##### Selected text

Julien Grall writes:

> Hi Volodymyr, Stefano,
>
> On 14/01/2021 23:33, Stefano Stabellini wrote:
>> + Bertrand, Andrew (see comment on alloc_heap_pages())
>
> Long running hypercalls are usually considered security issues.
>
> In this case, only the control domain can issue large memory
> allocation (2GB at a time). Guest, would only be able to allocate 2MB
> at the time, so from the numbers below, it would only take 1ms max.
>
> So I think we are fine here. Next time, you find a large loop, please
> provide an explanation why they are not security issues (e.g. cannot
> be used by guests) or send an email to the Security Team in doubt.

Sure. In this case I took into account that only control domain can
issue this call, I just didn't stated this explicitly. Next time will
do.

>>> ARMv8 platform. Namely Renesas Rcar H3 SoC on Salvator board.
>
> Which core is it?

##########

Reproduce the email reply about long-running hypercalls word for word, everything from "Sure. In this" down to "core is it?". The entries below were taken from a separate source and are unrelated to the email reply.

##### Record excerpts

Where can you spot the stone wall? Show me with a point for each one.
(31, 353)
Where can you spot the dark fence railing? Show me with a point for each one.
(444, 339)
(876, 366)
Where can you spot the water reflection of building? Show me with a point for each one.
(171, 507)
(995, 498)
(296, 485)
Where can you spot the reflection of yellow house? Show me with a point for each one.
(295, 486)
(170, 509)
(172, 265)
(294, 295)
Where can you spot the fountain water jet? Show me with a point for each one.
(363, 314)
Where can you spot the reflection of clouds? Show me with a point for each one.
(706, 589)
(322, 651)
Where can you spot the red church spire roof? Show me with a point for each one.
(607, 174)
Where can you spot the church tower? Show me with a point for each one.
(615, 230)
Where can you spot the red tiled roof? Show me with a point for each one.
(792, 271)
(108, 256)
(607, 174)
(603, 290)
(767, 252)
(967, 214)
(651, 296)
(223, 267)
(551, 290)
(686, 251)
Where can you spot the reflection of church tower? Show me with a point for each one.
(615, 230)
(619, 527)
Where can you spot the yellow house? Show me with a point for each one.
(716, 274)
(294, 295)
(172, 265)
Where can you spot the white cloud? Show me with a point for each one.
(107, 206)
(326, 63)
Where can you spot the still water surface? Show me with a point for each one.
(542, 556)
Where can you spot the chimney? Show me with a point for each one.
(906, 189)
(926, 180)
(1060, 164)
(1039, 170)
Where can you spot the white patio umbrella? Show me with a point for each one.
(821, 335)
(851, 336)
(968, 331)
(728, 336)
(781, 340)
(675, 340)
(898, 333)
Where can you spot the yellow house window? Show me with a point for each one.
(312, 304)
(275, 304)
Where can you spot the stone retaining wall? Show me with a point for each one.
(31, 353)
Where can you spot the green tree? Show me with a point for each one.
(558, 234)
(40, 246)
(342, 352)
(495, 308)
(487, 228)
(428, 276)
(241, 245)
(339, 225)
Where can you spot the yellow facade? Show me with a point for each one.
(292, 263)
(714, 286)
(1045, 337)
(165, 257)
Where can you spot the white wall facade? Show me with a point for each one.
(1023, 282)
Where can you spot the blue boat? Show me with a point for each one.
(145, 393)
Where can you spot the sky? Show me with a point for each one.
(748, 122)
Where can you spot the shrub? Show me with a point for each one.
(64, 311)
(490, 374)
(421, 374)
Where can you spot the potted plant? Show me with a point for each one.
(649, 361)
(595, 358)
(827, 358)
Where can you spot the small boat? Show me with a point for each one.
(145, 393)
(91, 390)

##########

> Exercise result
Sure. In this case I took into account that only control domain can
issue this call, I just didn't stated this explicitly. Next time will
do.

>>> ARMv8 platform. Namely Renesas Rcar H3 SoC on Salvator board.
>
> Which core is it?